BEGIN SELECTED PASSAGE
Should I open the reader before closing the writer?

Thanks

Michael



Am 08.12.22 um 11:36 schrieb Uwe Schindler:
> You have to reopen the index reader to see deletes from the indexwriter.
>
> Am 08.12.2022 um 10:32 schrieb Hrvoje Lon?ar:
>> Did you call this method before or after commit method?
>> My wild guess would be that you can count deleted documents inside
>> transaction only.
>>
>> On Thu, Dec 8, 2022 at 12:10 AM Michael Wechner
>> <michael.wechner@wyona.com>
>> wrote:
>>
>>> Hi
>>>
>>> I am using Lucen 9.4.2 vector search and everything seems to work fine,
>>> except that when I delete some documents from the index, then the
>>> method
>>>
>>>
>>> https://lucene.apache.org/core/9_0_0/core/org/apache/lucene/index/IndexReader.html#numDeletedDocs()
END SELECTED PASSAGE
BEGIN INFORMATION SUPPLIED
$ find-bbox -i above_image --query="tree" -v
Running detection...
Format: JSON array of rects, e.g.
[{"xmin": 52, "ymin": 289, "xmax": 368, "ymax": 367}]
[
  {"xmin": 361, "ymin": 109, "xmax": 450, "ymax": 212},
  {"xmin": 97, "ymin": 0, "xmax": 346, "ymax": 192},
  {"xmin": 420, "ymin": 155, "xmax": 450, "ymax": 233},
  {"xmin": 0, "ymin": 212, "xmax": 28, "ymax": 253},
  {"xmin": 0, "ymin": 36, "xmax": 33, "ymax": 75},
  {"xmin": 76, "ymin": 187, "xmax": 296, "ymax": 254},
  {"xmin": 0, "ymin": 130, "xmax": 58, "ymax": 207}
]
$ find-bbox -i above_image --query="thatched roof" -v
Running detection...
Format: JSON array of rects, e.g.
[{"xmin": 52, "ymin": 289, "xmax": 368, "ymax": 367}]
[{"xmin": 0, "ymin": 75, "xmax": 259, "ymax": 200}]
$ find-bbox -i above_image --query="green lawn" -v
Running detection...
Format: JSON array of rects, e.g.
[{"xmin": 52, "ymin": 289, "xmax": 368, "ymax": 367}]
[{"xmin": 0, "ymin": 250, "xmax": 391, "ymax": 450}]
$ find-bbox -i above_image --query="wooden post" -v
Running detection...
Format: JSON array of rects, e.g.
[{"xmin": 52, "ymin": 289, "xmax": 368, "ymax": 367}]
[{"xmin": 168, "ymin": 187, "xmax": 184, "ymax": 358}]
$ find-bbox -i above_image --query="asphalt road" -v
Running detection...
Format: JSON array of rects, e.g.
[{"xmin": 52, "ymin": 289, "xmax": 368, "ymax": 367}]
END INFORMATION SUPPLIED
Pick up the Lucene mailing-list thread about counting deleted documents and continue it from where it stops. The records are separate material and have no connection to the Lucene thread.

>>>
>>>
>>> always returns 0, whereas I would have expected that it would return
>>> the
>>> number of documents which I deleted from the index.
>>>
>>> IndexReader.numDocs() returns the correct number though.
>>>
>>> I guess I misunderstand the javadoc and in particular the note "*NOTE*:
>>> This operation may run in O(maxDoc)."
>>>
>>> Does somebody explain in more detail what this method is doing?
>>>
>>> Thanks
>>>
>>> Michael
>>
>>
Re: What exactly returns IndexReader.numDeletedDocs() [ In reply to ]
If this is a reader with only a few documents the likelyness of all
deletes being applied while closing is high.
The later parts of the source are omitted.